Records
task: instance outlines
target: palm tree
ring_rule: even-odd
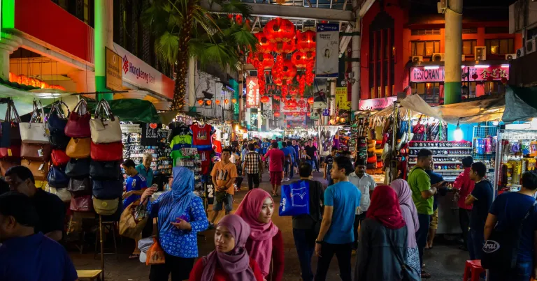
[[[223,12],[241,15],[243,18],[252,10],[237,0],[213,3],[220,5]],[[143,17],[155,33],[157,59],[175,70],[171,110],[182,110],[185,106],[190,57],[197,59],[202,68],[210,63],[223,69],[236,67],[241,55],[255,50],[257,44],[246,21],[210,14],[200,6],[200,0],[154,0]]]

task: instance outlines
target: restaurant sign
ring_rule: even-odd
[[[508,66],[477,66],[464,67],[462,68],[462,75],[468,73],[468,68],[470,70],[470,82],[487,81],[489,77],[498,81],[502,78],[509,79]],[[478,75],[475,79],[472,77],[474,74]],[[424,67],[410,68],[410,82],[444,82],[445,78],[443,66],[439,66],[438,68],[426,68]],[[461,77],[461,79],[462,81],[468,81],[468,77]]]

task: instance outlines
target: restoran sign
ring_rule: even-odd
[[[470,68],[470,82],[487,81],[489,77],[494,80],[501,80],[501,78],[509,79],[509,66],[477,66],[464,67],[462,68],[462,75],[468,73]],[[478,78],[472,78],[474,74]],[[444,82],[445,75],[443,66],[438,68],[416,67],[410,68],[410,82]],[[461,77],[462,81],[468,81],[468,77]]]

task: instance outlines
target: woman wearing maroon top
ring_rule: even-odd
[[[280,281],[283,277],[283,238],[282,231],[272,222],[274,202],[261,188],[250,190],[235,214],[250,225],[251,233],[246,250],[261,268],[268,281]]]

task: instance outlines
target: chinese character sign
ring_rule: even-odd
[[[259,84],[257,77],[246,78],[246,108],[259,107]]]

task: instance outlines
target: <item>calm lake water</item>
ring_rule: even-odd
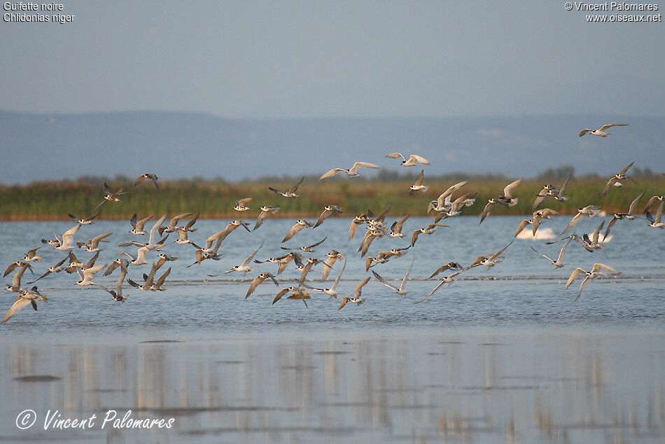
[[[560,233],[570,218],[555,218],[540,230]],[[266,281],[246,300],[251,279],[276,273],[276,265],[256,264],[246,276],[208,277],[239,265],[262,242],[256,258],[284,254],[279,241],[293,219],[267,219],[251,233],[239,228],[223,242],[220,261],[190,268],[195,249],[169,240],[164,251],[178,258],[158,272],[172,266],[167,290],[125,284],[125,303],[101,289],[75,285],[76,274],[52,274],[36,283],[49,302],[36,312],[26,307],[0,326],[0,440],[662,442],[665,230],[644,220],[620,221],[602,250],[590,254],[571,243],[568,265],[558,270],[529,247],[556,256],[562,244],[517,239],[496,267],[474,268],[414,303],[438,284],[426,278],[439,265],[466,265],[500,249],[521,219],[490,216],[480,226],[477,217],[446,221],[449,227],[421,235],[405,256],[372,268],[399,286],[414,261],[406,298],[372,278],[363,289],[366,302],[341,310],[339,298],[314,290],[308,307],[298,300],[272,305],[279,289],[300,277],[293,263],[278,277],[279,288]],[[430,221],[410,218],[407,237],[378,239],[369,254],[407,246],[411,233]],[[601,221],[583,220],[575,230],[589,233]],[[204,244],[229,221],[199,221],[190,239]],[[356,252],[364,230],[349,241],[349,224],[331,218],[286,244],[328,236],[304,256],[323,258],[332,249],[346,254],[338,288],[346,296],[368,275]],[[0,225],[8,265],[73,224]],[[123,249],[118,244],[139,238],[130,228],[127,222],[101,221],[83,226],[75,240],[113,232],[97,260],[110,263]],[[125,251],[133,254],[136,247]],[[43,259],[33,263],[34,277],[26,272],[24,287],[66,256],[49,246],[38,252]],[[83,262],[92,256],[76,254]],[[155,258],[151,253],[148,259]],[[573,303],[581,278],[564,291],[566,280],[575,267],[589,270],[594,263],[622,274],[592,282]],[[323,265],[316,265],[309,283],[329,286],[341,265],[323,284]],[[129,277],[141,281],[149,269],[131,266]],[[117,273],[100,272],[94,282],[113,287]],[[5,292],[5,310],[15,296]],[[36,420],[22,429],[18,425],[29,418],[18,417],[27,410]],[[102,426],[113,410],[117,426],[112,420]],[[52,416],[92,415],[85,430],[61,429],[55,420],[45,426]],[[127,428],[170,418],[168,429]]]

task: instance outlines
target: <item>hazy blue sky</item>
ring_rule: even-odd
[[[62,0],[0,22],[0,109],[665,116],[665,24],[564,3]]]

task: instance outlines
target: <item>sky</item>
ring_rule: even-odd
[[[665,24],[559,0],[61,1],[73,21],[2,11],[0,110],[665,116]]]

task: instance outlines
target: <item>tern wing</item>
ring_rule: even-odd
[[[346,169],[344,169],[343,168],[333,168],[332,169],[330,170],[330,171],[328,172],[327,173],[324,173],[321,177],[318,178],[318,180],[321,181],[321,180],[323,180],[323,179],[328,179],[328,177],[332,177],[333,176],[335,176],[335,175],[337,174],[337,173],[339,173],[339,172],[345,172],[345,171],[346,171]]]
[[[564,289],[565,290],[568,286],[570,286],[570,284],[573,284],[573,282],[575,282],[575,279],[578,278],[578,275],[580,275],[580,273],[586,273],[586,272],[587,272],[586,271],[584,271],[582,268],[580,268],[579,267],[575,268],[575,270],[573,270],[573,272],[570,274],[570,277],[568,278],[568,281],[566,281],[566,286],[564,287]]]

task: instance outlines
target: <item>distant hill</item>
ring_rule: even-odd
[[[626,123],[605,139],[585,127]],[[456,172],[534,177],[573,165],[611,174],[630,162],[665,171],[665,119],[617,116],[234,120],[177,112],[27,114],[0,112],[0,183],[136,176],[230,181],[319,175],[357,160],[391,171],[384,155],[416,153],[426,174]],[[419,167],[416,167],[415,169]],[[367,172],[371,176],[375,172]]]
---
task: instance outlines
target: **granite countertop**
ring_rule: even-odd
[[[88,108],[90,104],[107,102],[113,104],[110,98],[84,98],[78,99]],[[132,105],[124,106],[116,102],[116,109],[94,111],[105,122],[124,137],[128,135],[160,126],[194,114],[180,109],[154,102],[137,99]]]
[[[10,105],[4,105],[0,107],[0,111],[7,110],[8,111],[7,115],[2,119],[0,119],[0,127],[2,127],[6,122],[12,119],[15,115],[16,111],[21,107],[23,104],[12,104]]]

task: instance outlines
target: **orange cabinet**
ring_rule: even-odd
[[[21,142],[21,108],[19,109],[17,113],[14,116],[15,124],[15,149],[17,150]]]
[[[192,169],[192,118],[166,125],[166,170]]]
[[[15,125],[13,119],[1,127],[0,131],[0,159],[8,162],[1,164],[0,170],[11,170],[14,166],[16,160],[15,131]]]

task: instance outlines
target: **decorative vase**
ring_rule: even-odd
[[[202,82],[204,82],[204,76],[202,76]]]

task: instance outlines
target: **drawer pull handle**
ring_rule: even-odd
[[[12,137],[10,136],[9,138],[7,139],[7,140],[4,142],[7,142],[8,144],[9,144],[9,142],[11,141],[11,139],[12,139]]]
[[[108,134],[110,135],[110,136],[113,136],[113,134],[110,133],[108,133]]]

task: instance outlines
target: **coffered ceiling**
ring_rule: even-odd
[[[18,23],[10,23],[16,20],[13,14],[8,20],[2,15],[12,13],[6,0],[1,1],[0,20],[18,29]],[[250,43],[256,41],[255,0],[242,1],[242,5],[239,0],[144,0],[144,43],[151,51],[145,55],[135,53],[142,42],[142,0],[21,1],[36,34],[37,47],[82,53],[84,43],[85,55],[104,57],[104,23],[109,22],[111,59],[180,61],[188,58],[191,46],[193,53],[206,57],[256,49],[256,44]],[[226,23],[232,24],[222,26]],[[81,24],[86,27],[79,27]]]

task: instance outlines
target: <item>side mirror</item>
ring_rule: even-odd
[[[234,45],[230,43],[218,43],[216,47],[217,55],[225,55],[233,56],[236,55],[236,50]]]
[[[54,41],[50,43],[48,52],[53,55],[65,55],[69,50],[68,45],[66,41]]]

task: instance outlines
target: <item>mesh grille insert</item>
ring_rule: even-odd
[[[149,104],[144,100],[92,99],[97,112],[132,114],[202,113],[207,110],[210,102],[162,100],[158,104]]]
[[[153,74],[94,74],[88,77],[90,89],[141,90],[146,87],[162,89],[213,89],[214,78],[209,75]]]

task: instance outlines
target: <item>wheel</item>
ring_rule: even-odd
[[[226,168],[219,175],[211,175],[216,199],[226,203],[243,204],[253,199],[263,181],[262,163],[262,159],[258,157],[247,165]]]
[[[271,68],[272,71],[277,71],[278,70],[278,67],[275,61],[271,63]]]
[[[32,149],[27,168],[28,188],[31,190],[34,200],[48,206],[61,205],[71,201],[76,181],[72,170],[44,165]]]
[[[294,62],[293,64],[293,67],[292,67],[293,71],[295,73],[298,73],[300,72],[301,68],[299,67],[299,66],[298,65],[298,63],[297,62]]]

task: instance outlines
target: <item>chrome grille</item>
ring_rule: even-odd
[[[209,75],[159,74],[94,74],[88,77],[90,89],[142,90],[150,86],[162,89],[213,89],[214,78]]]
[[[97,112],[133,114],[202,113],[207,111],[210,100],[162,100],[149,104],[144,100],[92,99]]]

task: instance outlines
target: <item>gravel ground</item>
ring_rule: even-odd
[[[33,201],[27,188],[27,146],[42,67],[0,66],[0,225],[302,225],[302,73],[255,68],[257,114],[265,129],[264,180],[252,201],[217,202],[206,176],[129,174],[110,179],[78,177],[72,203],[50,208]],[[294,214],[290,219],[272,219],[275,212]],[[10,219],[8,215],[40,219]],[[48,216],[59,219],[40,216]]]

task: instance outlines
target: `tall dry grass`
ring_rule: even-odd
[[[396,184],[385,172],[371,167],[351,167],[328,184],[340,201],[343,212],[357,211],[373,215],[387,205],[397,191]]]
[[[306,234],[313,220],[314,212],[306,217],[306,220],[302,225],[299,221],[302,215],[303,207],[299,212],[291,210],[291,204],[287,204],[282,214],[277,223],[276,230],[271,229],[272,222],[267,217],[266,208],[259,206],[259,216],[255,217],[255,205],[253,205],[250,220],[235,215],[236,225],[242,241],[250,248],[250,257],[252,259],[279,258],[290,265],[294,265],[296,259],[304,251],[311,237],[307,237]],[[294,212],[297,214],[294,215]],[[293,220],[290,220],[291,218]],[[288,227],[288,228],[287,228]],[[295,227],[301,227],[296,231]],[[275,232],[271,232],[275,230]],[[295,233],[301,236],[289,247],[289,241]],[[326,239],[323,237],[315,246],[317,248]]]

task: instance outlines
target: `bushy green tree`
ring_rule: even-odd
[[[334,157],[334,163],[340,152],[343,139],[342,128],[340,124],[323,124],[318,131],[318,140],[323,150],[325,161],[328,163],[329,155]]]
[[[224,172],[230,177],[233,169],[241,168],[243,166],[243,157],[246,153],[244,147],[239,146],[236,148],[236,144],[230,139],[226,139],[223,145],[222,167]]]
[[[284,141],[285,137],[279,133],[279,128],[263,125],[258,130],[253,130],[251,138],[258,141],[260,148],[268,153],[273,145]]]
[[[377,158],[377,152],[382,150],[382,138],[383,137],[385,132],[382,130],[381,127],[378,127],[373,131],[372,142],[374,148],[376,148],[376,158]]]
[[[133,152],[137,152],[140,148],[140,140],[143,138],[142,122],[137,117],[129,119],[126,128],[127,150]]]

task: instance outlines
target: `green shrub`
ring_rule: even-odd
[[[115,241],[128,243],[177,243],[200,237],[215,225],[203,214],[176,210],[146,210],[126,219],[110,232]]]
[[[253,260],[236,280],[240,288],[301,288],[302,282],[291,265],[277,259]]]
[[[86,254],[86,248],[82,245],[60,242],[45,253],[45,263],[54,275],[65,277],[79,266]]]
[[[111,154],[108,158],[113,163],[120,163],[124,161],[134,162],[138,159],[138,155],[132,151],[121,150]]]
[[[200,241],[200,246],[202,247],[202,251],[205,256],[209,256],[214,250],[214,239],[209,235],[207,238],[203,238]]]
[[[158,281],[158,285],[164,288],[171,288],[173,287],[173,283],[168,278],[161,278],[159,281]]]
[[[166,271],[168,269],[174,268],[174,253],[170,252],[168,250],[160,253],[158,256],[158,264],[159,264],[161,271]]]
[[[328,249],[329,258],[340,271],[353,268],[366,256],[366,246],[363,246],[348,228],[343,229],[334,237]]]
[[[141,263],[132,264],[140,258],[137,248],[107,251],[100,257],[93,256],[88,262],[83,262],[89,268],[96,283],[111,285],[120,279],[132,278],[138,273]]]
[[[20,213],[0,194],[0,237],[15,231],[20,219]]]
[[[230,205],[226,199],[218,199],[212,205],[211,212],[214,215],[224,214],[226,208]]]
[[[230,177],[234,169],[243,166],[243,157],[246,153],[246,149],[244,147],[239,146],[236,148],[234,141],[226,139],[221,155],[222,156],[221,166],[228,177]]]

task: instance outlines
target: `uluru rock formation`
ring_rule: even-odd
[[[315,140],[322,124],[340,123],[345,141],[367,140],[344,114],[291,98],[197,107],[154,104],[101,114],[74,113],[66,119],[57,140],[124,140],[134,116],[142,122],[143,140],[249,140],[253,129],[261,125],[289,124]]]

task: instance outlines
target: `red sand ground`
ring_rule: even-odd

Exercise prompt
How many lines in the records above contain the word "green"? Reply with the number alone.

The answer
2